--- Start SELECTION ---
I would love to see her with wings and maybe mating with Tybalt. The H.masjusculas are a beautiful species as adults. Tybalt is just a pefect mantis with his looks.


----------



## Mantis Lady

Tybalt is restless walking in his home sometimes. I think it is the urge that he wants to mate. But Ayaweya is still in her "teens" Poor guy.

Ayaweya isn't peparing yet, she is eating a small grasshopper


----------



## hysteresis

Hope she moves along a bit, hey?


----------



## Mantis Lady

I have put Ayaweya in a bigger enclosure to give her some room to lay an ooth,  if she has done it, I can put her back in her own home.

A few days ago i was looking at tybalt. His eyes has turned darker like you can see on the pic I made of him when he had his out time.






The second gastica molted too. They both are L3 but they have some size difference. 1 molt to go to see what gender they are


----------



## Mantis Lady

Can someone tell me why Tybalt has those spots on his eyes? I have never seen it before.


----------



## MantisGirl13

Could be eye rub or night eyes.
--- End SELECTION ---
--- Start MATERIAL ---
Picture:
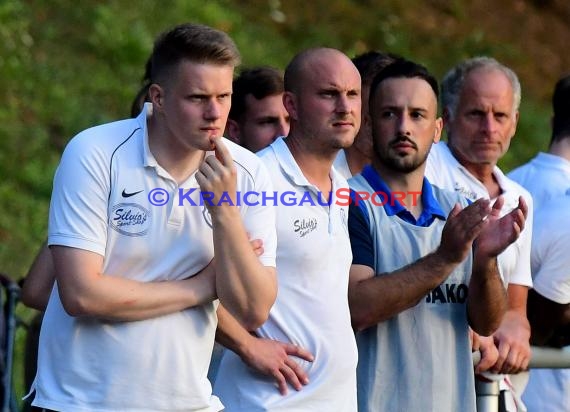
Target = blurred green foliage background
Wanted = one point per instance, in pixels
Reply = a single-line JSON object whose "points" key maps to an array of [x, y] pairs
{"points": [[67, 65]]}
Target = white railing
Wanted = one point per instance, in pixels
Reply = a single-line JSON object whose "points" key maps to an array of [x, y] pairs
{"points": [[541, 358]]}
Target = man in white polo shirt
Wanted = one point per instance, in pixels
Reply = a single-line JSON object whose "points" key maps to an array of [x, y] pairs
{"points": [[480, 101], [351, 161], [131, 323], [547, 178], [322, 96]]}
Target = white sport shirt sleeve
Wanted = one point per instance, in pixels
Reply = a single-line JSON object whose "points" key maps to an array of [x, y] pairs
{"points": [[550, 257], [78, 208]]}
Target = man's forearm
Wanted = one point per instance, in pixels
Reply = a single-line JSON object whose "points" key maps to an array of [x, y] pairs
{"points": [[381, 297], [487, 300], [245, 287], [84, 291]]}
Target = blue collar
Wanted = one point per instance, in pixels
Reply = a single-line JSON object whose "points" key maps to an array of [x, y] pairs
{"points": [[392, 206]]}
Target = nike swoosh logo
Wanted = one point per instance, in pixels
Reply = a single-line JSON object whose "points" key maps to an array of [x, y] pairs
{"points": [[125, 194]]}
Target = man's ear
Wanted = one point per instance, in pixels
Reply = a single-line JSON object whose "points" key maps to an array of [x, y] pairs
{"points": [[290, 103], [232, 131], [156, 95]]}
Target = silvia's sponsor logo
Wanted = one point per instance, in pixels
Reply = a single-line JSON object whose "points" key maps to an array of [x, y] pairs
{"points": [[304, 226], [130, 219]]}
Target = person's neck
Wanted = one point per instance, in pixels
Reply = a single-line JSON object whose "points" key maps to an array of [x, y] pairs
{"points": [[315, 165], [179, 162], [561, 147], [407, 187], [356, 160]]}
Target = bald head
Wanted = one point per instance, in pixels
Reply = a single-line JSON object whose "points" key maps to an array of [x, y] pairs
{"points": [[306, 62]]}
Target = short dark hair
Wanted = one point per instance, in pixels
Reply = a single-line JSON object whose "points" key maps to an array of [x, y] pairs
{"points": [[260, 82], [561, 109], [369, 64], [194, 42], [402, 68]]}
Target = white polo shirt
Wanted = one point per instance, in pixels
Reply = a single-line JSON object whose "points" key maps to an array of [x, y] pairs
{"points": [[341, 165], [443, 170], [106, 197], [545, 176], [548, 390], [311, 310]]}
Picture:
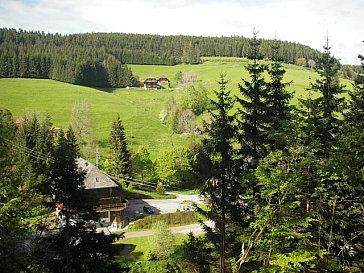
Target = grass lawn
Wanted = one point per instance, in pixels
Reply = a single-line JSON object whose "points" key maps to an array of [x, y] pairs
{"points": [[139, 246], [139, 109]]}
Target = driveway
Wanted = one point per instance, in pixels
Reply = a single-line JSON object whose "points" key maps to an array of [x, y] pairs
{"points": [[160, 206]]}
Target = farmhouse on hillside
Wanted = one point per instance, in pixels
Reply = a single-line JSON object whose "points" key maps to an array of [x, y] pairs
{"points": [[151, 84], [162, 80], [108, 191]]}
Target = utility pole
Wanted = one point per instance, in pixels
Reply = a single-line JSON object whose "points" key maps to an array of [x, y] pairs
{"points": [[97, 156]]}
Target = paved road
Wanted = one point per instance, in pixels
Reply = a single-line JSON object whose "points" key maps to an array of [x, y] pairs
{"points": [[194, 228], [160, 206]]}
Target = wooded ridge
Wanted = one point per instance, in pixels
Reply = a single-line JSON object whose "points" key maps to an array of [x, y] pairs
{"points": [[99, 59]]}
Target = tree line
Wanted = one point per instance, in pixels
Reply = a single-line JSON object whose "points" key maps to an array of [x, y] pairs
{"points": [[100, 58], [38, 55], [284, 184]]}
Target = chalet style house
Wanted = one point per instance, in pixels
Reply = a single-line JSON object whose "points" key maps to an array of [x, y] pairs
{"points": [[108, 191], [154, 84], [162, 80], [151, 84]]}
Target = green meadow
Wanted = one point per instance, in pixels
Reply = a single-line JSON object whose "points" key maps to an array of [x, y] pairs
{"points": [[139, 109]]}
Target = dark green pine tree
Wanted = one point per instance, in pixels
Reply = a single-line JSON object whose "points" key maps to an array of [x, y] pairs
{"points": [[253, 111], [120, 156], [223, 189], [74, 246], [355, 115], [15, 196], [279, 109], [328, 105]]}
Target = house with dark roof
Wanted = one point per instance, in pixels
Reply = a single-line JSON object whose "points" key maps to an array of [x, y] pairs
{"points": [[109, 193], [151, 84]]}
--- End MATERIAL ---
__TASK PROMPT__.
From the mantis thread, extract the passage between "Hope she moves" and "her own home.", inclusive.

__REPLY TO THE EXERCISE__.
Hope she moves along a bit, hey?


----------



## Mantis Lady

I have put Ayaweya in a bigger enclosure to give her some room to lay an ooth,  if she has done it, I can put her back in her own home.